═══ Extracted information

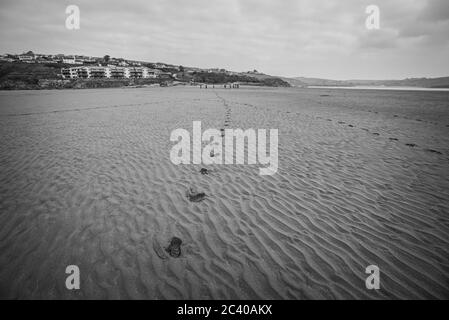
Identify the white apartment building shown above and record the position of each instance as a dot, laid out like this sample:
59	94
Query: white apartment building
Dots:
98	72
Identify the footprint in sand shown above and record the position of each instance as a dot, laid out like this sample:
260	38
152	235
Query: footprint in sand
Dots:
174	249
158	249
195	196
432	151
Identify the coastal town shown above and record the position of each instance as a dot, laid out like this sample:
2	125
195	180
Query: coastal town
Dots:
106	67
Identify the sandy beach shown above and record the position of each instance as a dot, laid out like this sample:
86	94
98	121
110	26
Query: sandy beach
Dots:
86	180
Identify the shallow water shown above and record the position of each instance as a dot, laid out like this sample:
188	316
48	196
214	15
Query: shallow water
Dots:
86	180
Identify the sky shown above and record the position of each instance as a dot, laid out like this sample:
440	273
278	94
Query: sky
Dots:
293	38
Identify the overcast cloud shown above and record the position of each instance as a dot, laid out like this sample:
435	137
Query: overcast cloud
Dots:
318	38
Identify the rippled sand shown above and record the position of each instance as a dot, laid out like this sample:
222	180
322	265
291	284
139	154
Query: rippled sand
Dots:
86	179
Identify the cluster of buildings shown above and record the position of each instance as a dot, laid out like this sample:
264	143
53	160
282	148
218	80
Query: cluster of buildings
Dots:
107	67
31	57
112	72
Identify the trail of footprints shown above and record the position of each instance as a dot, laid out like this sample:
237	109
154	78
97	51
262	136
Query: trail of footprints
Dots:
193	195
411	145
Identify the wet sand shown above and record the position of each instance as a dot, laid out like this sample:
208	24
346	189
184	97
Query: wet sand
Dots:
86	180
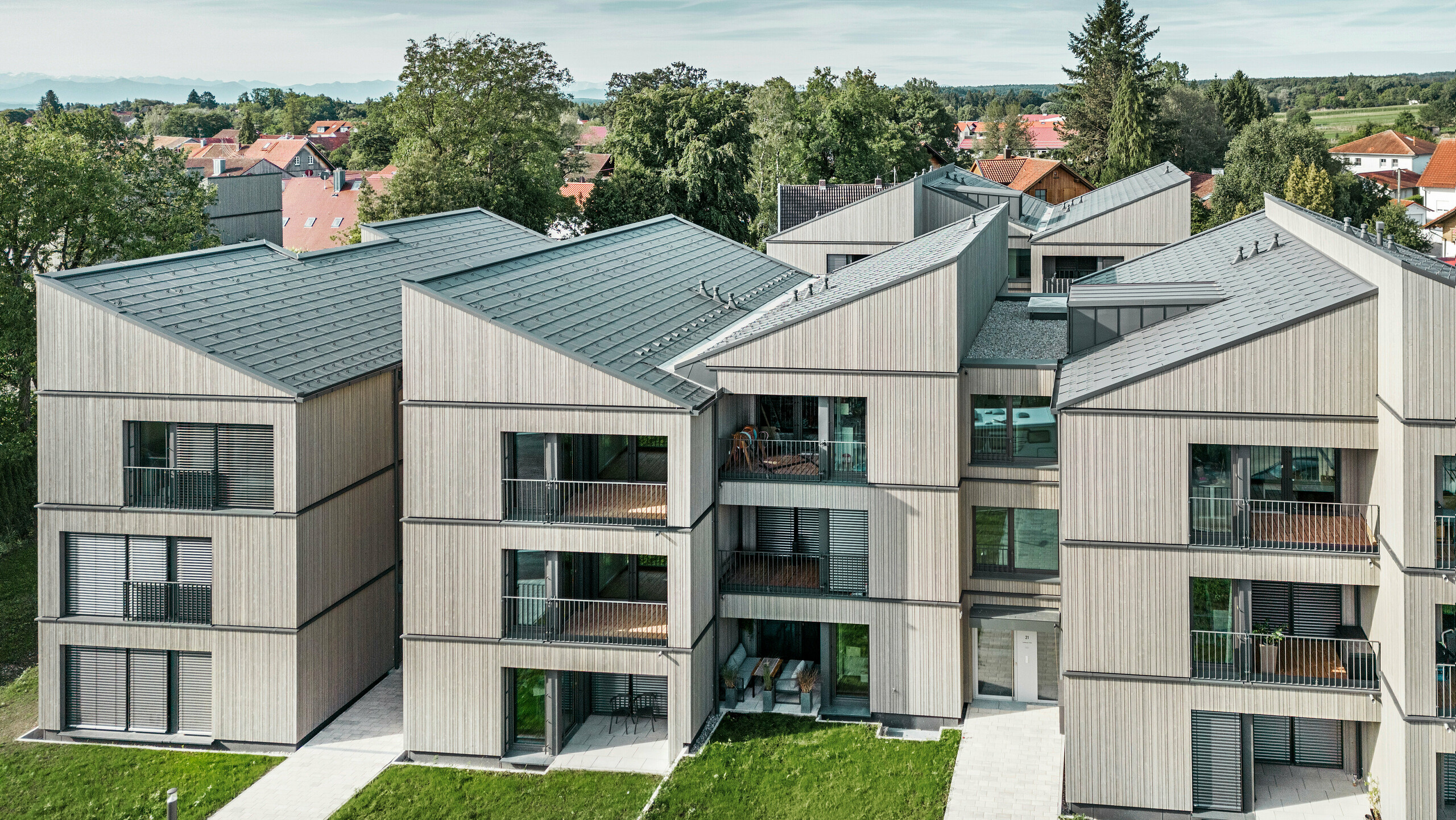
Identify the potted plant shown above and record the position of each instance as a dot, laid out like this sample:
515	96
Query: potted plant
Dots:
1269	640
807	679
730	676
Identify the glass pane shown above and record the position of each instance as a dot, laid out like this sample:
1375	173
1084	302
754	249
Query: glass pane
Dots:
1036	539
992	536
152	445
1047	669
994	663
1034	429
1212	603
989	432
531	705
852	660
531	455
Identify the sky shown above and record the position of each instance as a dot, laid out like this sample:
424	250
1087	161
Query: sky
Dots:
970	43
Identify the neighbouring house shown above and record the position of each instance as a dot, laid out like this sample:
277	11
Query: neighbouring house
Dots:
1203	187
1398	183
295	155
1046	180
1387	151
250	197
1439	178
316	210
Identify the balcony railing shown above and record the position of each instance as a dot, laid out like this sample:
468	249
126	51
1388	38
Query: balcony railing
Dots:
1283	525
1446	542
171	488
1321	663
792	574
584	502
1446	691
643	624
766	459
168	602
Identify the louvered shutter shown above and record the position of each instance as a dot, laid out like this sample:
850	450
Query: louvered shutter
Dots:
147	678
774	529
196	692
1317	611
95	688
1273	739
848	551
245	461
95	569
1270	603
1218	762
1320	743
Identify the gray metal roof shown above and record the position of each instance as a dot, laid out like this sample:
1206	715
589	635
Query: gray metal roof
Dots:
1108	197
1010	333
1142	293
861	279
306	322
1264	293
625	300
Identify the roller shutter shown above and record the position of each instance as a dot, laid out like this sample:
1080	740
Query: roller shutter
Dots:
95	569
1318	743
848	551
196	692
1218	762
95	688
246	463
147	697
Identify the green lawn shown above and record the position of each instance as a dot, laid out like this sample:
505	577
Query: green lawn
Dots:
789	768
425	793
108	782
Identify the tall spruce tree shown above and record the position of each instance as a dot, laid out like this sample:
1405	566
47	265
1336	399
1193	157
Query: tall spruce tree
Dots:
1111	41
1130	140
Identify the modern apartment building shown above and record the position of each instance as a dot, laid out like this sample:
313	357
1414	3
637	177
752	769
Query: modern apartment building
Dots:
1256	449
219	450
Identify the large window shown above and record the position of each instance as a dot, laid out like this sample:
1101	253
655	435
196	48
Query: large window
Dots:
1014	427
1008	539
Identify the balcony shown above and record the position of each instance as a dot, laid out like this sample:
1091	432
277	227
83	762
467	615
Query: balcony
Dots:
171	488
168	602
1318	663
584	502
766	459
637	624
1283	525
789	574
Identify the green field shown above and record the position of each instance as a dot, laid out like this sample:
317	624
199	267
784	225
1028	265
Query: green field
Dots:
791	768
427	793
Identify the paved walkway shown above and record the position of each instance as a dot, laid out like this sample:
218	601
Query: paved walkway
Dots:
315	781
1010	767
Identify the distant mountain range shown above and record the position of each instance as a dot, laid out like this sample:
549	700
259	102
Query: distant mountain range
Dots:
25	89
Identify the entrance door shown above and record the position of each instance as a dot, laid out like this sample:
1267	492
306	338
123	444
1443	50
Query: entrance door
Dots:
1025	673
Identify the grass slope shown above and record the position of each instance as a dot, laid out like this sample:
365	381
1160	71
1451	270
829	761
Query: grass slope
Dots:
427	793
781	767
108	782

══════

Work required: Please restate the data word for word, leaving out any picture it holds.

Written answer:
Identify the white apartment building shown above and record the position of each instance as a dot, laid out like this sample:
59	94
Query: white apartment building
Dots:
98	72
Identify the footprint in sand shown above and record the position of each instance as a dot, laid out like this sample:
260	38
152	235
Query: footprint in sand
Dots:
174	249
158	249
195	196
432	151
Identify the coastal town shown above and record the position of each instance as a dot, laid out like this sample:
2	125
195	180
Query: coastal town
Dots:
106	67
Identify the sandy beach shown above and record the position of each instance as a dot, laid out like this sample:
86	94
98	121
110	26
Query: sandy beach
Dots:
86	180
Identify the shallow water shown above and record the position of each instance as a dot, laid out like this sample:
188	316
48	196
214	15
Query: shallow water
Dots:
86	180
Identify the sky shown above and record the position of each instance as a dot, laid out like this sample:
440	273
278	94
Query: sky
Dots:
293	38
Identify the overcast cloud shown above and record the position of each instance as a dot, laid out like this sample:
435	137
Query: overcast cloud
Dots:
318	38
Identify the rippled sand shown above and record the position of each instance as a dot, laid out like this sample:
222	180
322	265
291	284
139	154
Query: rippled sand
Dots:
86	179
Identify the cluster of buildings shown above and record the position of each instance as a dot, laid out like this sample:
264	143
53	160
282	148
218	80
Query: cluster of buildings
Dots:
107	67
31	57
112	72
Identify the trail of footprints shown above and record the position of each instance as a dot, laid out like this sample:
237	109
154	78
97	51
262	136
Query: trail of footprints
Dots:
193	195
411	145
Identify the wet sand shown above and record the position of each instance as a dot, laid out like this sample:
208	24
346	189
184	97
Query: wet sand
Dots:
86	180
Identify the potted plant shown above and record the position of each instance as a dot, laid out like this sample:
515	96
Query: potted plant
Dots:
1269	640
807	679
730	676
Identify the glass pane shown above and record the position of each instance as a dot, laid out like this sample:
1375	173
1084	302
754	249
Query: glass pane
Dots:
1036	539
992	536
152	445
1047	669
994	663
1034	429
1212	603
989	432
531	705
852	660
531	455
Identify the sky shown above and record the position of each instance as a dot, laid out like this sample:
424	250
1087	161
Query: sky
Dots:
970	43
Identify the neighbouring house shown above and record the position of each instance as a dot, laid out like this sample:
277	11
Query: neighbouring house
Dots:
1203	187
1398	183
295	155
1046	180
1387	151
250	197
1439	178
316	210
Identify the balcony railing shown above and record the position of each instance as a dot, laid out like this sample:
468	249
126	51
1388	38
Query: balcony railing
Dots:
1283	525
1446	542
171	488
1321	663
792	574
584	502
1446	691
643	624
766	459
168	602
Identify the louvered shutter shown above and record the position of each instance as a dot, laid out like this sample:
850	450
Query: louvered shutter
Dots:
147	678
774	529
196	692
1317	611
95	688
1273	739
848	551
245	461
95	569
1270	603
1218	762
1320	743
Identify the gray metal roof shown above and record the position of each instance as a dot, laid out like this sample:
1206	715
589	635
Query: gray metal roof
Dots:
1108	197
1010	333
1142	293
861	279
306	322
1264	293
625	300
Identify the roller shutter shown above and record the position of each instance as a dot, laid out like this sample:
1080	740
Query: roller shutter
Dots:
95	569
1318	743
848	551
196	692
1218	762
95	688
246	463
147	697
Identify the green lawn shown above and record the position of each instance as a dot, laid out like this sample:
505	577
Query: green lawn
Dots:
789	768
425	793
108	782
Identify the tall spruce tree shown above and record the position of each instance as a dot, laid out like this sample:
1405	566
47	265
1336	399
1193	157
Query: tall spruce tree
Dots:
1111	41
1130	140
Identify the modern apartment building shown above and record the position of each instance as a dot, laid out like this sample:
313	357
1414	3
637	177
752	769
Query: modern apartment building
Dots:
1256	449
219	450
Identify the large window shown above and record the position of each instance as a dot, laid out like this sample:
1101	253
655	435
196	48
Query: large window
Dots:
1014	427
1008	539
Identify the balcony shown above and record the position of each instance as a dot, laid out like this sample:
1091	432
277	227
83	762
467	615
Query: balcony
Dots:
171	488
168	602
1318	663
584	502
766	459
637	624
1283	525
789	574
Identify the green field shown above and record the position of each instance as a dot, laid out like this sample:
317	624
199	267
784	225
1028	265
Query: green field
Dots:
791	768
427	793
Identify the paved walkway shown above and record the position of each instance as a dot, laid out like this sample:
218	601
Query: paved walkway
Dots:
315	781
1010	767
Identify the distant mountain range shown above and record the position of each instance as a dot, laid out like this sample:
549	700
259	102
Query: distant mountain range
Dots:
25	89
Identify the entrance door shown above and record the position of each instance as a dot, laid out like this sample:
1267	492
306	338
123	444
1443	50
Query: entrance door
Dots:
1025	673
Identify the grass slope shown above and record the position of each instance as a dot, laid out like this sample:
365	381
1160	71
1451	270
829	761
Query: grass slope
Dots:
427	793
781	767
108	782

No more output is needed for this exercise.